*SUPPLIED PASSAGE*.
====

We sat down with Robyn and asked her to share a few of her favourite tips and stories when it comes to Malaysian cuisine.

When was the moment you fell in love with Malaysian food?

It would have been some time in 2003, when I was living in Saigon. I stumbled across a Malaysian restaurant opened by a Penang-ite and frequented by Malaysian expat staff at the Ho Chi Minch City PETRONAS office (a good sign!). I went on a Saturday, which was laksa lemak day. I fell hard for the rich coconutty, spicy broth. Who wouldn’t?

The streets of Penang. A foodie goldmine. Image Basil Strahm, Flickr

If you had to pick your favourite Malaysian dishes, what would they be?

Asam laksa (fishy, sour and spicy noodle soup from Penang), Malay pineapple curry (sweet-sour pineapple rings poached in a curry fragrant with “warm” dried spices like cloves and cinnamon), nasi ulam (rice “salad” composed of room-temperature cooked grains mixed with not less than 20 fresh herbs, rhizomes like turmeric and ginger, dried fish and chilies all minced/slivered/chopped up small), roti canai, putu piring (steamed rice cakes filled with gula Melaka/coconut palm sugar.

Which five words best describe the flavours of Malaysian cooking?

Sweet (Malaysians do like their food and drink sweetened), fusion (much as I hate the word to describe food, it really applies here), bold, rich (there are not many ‘light’ Malaysian dishes) and scrumptious.

Hawker food in Penang. Image Aaron Lai, Flickr

What makes Penang, Kuala Lumpur and Melaka un-missable Malaysian food destinations?

====

*EXTRACTED MATERIAL*.
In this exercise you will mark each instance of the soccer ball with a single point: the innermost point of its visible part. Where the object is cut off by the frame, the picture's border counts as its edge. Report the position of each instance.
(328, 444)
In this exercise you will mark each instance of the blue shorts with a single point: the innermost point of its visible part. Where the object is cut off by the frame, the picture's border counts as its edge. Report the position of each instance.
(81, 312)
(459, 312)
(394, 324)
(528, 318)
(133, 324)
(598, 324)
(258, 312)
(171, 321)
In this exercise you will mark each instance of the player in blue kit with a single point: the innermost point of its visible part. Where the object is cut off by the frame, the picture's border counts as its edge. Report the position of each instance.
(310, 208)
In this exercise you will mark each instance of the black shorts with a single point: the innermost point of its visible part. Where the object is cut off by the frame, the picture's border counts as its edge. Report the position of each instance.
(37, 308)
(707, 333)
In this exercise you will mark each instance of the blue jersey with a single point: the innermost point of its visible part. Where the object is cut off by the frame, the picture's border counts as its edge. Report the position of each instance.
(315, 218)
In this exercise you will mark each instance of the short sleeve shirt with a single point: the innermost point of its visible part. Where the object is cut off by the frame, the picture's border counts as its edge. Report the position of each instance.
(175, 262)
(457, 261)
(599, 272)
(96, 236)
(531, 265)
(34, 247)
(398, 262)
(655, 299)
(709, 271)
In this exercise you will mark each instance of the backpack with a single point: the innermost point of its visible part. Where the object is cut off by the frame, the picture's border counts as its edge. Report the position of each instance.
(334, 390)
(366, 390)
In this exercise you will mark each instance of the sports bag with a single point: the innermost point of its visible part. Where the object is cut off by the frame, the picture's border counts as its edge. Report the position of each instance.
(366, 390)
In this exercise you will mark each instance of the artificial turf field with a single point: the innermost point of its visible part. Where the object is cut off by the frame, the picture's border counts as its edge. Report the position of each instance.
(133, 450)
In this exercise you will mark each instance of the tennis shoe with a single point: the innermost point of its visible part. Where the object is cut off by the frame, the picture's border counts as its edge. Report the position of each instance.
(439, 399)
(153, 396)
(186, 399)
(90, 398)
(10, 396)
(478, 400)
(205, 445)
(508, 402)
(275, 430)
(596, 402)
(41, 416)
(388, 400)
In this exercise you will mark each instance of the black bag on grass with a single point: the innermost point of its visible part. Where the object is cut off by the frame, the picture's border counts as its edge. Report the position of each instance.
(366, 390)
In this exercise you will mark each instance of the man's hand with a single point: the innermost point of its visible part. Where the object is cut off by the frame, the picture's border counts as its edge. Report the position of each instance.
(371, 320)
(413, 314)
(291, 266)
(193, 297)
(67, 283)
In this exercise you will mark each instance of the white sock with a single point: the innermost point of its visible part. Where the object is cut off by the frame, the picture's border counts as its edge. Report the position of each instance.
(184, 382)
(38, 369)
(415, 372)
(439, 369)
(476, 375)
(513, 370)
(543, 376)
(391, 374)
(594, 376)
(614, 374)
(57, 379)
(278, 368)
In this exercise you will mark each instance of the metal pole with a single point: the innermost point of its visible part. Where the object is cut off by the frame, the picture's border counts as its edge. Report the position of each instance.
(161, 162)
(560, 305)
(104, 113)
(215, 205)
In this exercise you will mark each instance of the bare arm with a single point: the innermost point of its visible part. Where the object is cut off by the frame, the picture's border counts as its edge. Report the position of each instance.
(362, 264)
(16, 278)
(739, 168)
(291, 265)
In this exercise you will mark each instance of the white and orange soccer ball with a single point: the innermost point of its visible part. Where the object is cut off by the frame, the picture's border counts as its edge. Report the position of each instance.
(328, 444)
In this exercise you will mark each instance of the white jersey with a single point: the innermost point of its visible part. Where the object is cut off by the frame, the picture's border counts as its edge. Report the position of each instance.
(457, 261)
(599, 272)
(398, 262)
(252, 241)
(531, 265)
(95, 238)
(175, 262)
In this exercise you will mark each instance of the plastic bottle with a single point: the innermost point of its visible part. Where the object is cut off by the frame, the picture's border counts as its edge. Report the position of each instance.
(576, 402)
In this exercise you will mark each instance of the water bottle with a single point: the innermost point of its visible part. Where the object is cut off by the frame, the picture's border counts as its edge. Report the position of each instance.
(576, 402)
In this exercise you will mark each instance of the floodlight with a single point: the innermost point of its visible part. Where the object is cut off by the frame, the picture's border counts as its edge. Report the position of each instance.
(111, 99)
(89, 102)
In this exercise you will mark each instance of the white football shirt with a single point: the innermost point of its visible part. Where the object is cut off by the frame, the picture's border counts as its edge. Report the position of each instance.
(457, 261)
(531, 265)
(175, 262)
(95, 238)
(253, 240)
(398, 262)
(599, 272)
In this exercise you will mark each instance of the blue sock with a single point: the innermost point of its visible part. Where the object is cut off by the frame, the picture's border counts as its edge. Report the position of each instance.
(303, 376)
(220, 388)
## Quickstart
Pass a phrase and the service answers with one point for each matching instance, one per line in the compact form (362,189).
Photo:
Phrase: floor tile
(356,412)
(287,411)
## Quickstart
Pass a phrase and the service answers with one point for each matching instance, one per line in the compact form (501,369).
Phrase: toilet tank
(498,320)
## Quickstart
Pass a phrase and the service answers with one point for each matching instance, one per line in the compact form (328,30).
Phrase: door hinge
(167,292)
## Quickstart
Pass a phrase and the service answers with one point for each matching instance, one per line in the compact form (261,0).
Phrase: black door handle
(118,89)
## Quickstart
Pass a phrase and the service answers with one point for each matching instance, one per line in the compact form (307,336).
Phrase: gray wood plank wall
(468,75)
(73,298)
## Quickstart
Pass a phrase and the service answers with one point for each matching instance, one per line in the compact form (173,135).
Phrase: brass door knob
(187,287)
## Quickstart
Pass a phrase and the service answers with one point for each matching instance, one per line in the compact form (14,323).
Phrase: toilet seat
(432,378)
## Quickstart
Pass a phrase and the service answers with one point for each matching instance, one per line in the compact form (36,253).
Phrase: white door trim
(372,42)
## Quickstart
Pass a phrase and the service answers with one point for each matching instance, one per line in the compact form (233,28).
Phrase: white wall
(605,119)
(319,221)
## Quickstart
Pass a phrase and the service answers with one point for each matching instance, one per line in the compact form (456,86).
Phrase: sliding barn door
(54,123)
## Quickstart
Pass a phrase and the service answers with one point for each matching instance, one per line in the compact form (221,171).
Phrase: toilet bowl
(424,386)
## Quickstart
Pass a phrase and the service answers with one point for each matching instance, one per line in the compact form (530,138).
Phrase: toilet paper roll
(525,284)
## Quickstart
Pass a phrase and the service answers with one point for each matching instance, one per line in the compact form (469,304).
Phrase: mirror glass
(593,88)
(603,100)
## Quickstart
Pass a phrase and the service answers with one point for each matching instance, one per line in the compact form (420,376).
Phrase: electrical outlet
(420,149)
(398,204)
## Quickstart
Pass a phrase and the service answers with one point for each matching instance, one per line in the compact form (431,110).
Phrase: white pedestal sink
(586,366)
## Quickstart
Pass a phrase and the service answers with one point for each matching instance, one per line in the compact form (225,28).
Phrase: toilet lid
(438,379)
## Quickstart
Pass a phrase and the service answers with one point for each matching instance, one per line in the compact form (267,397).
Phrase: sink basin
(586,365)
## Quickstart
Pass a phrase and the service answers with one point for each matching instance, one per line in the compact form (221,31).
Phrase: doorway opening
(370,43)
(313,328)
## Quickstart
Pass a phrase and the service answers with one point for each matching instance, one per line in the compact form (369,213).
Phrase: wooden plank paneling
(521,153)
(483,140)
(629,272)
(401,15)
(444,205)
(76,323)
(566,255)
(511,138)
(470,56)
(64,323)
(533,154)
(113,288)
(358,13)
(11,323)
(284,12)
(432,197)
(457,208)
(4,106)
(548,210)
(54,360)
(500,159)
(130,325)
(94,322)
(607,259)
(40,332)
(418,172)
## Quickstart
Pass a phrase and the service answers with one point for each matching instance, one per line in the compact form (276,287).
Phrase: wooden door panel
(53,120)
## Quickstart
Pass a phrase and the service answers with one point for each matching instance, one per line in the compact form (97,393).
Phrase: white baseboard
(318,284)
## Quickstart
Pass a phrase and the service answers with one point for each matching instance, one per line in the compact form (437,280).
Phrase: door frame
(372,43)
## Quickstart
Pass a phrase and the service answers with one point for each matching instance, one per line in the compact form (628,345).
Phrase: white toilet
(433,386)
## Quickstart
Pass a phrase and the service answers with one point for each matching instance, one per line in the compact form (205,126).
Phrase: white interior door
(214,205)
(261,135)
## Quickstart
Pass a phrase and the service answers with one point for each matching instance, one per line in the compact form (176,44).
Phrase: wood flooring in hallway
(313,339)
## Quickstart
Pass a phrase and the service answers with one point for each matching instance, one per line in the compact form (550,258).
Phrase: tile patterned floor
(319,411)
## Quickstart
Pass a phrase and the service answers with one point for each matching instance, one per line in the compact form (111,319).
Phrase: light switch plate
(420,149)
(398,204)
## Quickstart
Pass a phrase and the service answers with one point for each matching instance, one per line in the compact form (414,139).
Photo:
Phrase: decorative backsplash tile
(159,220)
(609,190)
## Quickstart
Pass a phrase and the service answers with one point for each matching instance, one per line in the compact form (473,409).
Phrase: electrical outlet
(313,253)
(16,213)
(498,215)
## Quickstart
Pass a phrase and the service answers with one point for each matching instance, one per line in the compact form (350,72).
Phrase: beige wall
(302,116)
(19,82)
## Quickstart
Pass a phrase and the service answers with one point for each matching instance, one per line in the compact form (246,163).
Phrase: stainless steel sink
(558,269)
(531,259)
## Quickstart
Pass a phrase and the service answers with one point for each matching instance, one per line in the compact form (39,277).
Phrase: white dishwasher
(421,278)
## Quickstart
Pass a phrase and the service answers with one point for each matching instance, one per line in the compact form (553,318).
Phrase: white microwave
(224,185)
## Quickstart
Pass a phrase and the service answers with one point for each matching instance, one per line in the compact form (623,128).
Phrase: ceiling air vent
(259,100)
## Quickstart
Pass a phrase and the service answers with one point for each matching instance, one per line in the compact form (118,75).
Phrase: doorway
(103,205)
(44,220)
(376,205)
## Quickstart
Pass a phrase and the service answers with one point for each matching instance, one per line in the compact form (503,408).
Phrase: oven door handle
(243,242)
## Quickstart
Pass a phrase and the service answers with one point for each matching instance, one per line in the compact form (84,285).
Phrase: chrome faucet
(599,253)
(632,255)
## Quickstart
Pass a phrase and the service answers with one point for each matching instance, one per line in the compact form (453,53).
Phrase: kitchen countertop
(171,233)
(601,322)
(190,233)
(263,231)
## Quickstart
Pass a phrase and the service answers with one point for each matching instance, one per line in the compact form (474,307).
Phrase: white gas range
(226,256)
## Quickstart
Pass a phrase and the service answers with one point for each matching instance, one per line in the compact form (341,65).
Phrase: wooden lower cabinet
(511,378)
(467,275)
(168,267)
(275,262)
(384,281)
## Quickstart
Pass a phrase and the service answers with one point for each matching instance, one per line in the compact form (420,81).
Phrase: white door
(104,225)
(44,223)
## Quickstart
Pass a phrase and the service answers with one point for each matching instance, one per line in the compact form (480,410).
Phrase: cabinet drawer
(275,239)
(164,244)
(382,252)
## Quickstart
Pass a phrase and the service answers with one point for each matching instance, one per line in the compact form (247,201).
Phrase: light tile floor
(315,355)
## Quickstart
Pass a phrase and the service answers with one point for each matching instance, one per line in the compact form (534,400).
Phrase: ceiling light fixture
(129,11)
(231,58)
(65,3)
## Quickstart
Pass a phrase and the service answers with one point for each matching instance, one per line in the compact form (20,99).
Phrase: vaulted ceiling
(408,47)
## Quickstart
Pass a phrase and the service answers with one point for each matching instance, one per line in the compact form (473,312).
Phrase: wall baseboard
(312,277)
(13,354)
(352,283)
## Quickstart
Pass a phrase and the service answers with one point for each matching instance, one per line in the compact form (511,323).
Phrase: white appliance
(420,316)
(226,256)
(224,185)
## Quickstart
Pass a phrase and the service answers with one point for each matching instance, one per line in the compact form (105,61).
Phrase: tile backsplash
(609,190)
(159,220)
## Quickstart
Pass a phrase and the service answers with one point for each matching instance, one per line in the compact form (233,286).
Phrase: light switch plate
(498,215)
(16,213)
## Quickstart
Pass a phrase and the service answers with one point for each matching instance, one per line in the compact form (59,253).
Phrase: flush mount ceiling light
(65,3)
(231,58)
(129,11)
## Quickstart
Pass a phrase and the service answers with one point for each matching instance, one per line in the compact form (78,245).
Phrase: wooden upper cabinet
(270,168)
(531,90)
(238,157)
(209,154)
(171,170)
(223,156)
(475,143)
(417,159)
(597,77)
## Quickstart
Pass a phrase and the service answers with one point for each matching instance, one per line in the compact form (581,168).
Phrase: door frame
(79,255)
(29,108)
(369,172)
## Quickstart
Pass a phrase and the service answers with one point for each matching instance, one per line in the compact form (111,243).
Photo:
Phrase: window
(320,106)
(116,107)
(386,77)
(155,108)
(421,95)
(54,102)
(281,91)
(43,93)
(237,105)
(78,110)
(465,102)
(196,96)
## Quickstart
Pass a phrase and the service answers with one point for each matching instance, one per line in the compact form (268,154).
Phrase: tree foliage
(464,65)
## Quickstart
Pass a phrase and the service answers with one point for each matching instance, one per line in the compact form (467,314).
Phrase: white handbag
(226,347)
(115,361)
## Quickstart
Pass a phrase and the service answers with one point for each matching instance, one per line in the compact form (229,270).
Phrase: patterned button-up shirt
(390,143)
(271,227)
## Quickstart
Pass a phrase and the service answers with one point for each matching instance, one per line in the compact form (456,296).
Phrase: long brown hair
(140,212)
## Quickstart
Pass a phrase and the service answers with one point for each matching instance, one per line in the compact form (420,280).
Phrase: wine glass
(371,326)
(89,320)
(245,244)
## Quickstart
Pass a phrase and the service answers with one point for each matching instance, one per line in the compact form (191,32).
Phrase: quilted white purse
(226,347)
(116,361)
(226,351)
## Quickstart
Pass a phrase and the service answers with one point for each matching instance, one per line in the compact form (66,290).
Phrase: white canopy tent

====

Write out the full Malaysian food interview verbatim. The lines above are not needed here.

We sat down with Robyn and asked her to share a few of her favourite tips and stories when it comes to Malaysian cuisine.

When was the moment you fell in love with Malaysian food?

It would have been some time in 2003, when I was living in Saigon. I stumbled across a Malaysian restaurant opened by a Penang-ite and frequented by Malaysian expat staff at the Ho Chi Minch City PETRONAS office (a good sign!). I went on a Saturday, which was laksa lemak day. I fell hard for the rich coconutty, spicy broth. Who wouldn’t?

The streets of Penang. A foodie goldmine. Image Basil Strahm, Flickr

If you had to pick your favourite Malaysian dishes, what would they be?

Asam laksa (fishy, sour and spicy noodle soup from Penang), Malay pineapple curry (sweet-sour pineapple rings poached in a curry fragrant with “warm” dried spices like cloves and cinnamon), nasi ulam (rice “salad” composed of room-temperature cooked grains mixed with not less than 20 fresh herbs, rhizomes like turmeric and ginger, dried fish and chilies all minced/slivered/chopped up small), roti canai, putu piring (steamed rice cakes filled with gula Melaka/coconut palm sugar.

Which five words best describe the flavours of Malaysian cooking?

Sweet (Malaysians do like their food and drink sweetened), fusion (much as I hate the word to describe food, it really applies here), bold, rich (there are not many ‘light’ Malaysian dishes) and scrumptious.

Hawker food in Penang. Image Aaron Lai, Flickr

What makes Penang, Kuala Lumpur and Melaka un-missable Malaysian food destinations?